Source passage:
Published: September 29, 2015
Review and Photos by R. Scudder Smith
BLUE MOUNTAIN LAKE, N.Y. — T-shirt weather in the middle of September in the Adirondacks is really not what one would expect. And on top of that, not a leaf seemed to have any intention of thinking color; rather, the leaves were falling to the ground from the lack of rain. Regardless of the weather, however, the Adirondack Museum Antiques Show & Sale went on as planned, opening on Friday afternoon, September 18, from 3 to 6, with a preview party and early buying. Just over 200 people, up slightly from last year, attended this event and there was a good crowd on Saturday and a weaker attendance on Sunday, which is the general rule.
“In spite of a smaller gate on Sunday, several dealers came up to me and said they sold well and had a very nice day,” Rod Lich, show manager from Georgetown, Ind., said. He also reported that a number of the exhibitors had the “best show ever at the museum,” while some noted just the opposite.
The show, a benefit for the Adirondack Museum, is set up on the museum grounds under tents, ranging in size from the center one holding about 10 to 12 exhibitors, to the smaller, one-dealer size. Some of the tenting is provided by the museum, and some of the exhibitors bring their own. The setting is perfect for an outdoor show and the entire museum is open and included in the show ticket price. The museum’s café is open with a nice variety of food and drink, and it becomes very easy to spend the day there with interesting objects for sale by the dealers and interesting things, including a large boat exhibit, not for sale, by the museum.

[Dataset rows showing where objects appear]
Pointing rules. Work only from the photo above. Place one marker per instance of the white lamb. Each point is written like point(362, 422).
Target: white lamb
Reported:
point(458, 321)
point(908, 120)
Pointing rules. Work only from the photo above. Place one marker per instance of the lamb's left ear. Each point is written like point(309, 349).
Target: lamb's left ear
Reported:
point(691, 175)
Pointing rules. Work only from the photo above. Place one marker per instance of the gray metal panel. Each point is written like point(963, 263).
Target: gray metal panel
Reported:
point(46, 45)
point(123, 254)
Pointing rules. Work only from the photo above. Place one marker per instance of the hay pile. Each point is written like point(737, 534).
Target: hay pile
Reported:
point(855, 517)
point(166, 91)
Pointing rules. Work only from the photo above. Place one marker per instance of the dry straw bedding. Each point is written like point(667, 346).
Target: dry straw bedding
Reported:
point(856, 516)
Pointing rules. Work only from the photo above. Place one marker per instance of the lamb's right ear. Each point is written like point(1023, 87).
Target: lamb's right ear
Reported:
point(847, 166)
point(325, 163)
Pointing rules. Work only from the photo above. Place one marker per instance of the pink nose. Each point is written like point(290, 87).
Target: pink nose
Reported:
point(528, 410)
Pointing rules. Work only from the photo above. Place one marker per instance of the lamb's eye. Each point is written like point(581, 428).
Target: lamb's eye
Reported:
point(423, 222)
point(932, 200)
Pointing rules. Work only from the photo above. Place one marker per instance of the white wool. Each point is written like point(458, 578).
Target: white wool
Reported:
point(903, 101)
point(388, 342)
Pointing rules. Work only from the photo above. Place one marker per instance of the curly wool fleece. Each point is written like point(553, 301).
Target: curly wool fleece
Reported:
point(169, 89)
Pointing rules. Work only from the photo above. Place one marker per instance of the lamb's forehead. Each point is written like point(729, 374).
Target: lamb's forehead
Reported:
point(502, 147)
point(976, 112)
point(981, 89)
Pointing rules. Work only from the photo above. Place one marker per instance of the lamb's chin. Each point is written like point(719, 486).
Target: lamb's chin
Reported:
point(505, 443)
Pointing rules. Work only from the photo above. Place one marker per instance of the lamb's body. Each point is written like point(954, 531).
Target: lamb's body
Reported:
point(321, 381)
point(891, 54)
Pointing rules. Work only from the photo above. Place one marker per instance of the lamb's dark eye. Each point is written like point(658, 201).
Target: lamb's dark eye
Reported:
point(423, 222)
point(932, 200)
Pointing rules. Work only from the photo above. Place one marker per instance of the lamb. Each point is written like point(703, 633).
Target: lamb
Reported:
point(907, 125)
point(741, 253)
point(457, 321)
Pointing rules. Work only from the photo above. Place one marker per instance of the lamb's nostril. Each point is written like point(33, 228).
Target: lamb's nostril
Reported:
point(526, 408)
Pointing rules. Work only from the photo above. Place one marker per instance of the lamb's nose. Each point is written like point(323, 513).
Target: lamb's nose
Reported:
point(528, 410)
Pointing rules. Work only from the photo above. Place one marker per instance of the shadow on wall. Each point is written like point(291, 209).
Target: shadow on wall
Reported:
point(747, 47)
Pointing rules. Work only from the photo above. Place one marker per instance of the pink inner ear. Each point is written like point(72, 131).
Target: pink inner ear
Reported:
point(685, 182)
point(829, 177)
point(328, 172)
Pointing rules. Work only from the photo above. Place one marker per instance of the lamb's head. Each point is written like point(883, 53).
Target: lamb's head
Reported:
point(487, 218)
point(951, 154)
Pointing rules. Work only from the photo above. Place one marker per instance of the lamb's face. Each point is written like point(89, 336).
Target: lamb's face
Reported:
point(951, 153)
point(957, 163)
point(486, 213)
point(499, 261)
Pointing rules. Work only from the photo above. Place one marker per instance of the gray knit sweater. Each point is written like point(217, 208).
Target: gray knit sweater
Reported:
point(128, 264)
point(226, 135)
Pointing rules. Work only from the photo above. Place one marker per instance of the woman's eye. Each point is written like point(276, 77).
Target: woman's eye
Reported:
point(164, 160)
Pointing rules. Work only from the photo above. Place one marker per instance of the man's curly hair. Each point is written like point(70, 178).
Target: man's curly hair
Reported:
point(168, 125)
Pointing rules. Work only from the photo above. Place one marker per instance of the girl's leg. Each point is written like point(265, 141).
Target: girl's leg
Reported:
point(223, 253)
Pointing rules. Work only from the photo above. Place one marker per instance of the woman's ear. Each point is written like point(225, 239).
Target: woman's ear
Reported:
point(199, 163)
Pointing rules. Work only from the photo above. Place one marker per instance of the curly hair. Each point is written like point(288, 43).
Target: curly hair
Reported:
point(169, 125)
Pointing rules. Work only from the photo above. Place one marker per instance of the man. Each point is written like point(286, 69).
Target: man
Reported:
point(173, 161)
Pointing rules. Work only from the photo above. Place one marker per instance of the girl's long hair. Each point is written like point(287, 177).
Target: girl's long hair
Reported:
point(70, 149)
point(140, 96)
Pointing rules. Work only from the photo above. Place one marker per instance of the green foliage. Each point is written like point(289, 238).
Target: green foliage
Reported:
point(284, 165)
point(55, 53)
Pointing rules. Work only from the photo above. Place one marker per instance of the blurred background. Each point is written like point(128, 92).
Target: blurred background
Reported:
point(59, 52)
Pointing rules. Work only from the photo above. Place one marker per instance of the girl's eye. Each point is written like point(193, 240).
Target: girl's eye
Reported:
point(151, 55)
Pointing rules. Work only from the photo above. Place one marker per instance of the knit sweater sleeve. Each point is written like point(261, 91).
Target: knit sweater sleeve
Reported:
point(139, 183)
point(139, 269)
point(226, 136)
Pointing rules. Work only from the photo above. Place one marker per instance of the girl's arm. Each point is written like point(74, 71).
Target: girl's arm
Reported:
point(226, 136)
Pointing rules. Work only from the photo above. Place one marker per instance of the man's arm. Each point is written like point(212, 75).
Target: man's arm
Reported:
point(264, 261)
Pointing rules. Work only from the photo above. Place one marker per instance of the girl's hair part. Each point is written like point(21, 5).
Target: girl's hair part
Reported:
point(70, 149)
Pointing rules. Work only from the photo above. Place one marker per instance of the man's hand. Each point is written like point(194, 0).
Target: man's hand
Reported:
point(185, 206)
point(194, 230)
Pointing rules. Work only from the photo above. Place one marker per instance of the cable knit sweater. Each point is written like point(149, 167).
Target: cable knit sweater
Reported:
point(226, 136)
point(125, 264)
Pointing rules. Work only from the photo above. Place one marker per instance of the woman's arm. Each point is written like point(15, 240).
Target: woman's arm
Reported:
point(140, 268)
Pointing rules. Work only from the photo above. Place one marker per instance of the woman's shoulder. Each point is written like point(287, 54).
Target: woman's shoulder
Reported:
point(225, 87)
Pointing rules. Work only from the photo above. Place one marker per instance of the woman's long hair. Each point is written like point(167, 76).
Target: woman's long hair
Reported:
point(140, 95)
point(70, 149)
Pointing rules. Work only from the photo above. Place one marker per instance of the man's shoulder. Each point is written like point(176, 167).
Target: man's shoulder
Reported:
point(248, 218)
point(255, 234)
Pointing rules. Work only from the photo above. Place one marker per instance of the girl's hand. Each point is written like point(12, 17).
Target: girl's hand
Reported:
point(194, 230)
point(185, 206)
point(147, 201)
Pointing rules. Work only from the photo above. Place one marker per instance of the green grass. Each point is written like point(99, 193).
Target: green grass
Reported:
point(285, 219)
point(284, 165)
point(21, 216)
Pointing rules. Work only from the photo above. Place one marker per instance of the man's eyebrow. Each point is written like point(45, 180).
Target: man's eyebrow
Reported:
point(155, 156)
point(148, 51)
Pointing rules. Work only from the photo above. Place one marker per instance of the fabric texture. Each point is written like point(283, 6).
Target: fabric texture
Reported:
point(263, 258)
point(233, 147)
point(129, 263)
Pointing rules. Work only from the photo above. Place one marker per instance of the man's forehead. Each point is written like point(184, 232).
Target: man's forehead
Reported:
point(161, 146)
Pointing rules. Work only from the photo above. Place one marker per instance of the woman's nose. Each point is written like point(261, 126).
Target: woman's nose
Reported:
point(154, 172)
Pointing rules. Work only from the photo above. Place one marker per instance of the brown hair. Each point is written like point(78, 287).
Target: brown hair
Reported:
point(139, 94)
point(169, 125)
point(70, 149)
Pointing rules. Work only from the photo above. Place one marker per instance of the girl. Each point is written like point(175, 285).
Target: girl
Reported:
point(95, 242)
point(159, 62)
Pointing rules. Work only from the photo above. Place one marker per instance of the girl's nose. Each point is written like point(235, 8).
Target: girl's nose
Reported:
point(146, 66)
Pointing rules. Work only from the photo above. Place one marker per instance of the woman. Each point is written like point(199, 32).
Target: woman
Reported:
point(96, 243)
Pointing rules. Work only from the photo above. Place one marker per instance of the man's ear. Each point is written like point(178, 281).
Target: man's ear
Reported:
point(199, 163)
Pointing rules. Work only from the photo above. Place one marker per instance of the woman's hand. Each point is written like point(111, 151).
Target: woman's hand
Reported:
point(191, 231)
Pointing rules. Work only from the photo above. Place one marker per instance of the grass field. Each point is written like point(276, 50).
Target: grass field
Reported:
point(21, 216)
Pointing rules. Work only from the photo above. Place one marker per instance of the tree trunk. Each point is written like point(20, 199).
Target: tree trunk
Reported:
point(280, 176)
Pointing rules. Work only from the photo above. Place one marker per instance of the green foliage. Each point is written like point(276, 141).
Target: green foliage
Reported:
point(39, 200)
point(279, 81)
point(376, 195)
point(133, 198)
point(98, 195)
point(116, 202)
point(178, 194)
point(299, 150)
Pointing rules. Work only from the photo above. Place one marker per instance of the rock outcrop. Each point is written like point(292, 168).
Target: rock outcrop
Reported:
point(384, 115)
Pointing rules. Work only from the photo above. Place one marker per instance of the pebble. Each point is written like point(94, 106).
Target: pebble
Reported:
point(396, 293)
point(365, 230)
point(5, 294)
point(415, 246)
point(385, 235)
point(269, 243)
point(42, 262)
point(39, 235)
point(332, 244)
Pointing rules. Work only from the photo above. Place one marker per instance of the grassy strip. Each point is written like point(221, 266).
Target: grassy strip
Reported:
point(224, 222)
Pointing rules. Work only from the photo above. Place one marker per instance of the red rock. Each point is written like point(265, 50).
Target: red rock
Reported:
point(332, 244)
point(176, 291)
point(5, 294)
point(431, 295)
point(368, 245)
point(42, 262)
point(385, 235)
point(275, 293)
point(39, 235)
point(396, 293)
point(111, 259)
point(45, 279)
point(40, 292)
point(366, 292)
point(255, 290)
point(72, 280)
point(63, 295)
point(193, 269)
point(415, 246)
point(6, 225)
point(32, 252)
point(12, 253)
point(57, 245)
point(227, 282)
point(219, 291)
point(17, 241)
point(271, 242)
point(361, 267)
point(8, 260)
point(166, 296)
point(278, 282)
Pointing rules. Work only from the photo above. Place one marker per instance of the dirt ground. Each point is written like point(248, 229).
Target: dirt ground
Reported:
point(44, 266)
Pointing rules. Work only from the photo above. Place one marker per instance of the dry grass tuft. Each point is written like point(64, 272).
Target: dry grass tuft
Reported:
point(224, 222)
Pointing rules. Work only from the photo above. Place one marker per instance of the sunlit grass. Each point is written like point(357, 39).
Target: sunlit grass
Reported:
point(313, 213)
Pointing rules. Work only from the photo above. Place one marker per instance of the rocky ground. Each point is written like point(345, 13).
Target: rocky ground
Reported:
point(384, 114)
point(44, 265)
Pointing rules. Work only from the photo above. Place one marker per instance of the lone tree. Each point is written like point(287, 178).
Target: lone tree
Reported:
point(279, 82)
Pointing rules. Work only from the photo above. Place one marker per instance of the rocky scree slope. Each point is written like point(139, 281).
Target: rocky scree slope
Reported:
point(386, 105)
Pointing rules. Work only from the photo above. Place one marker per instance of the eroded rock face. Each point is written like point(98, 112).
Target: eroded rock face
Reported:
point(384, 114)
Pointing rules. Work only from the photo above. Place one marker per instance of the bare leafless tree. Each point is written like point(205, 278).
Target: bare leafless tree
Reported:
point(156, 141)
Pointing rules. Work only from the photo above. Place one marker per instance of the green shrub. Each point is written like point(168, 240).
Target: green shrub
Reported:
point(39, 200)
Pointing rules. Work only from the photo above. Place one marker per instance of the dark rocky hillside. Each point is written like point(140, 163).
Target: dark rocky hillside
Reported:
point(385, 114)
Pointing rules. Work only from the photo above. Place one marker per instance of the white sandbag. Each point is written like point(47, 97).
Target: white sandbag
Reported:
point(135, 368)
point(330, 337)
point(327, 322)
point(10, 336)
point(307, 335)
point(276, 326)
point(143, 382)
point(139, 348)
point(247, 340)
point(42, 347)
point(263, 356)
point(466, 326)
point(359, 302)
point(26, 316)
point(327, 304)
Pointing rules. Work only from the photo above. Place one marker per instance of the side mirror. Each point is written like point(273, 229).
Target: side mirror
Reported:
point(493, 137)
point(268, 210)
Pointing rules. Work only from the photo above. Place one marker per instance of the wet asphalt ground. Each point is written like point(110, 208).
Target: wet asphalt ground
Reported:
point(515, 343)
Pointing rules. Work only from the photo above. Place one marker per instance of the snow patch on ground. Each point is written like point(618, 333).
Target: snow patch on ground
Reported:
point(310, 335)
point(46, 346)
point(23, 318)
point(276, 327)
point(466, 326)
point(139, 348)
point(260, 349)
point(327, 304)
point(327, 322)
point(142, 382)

Tasks:
1) In the antiques show review, who is named as the show manager?
2) Please duplicate the lines of the entries starting at the line that contains "like point(33, 228)." and ending at the line that contains "point(526, 408)", with both of those lines included.
The entries are unrelated to the antiques show review.

Results:
1) Rod Lich, from Georgetown, Ind.

2)
Pointing rules. Work only from the photo above. Place one marker per instance of the lamb's nostril. Each point is written like point(33, 228).
Target: lamb's nostril
Reported:
point(526, 408)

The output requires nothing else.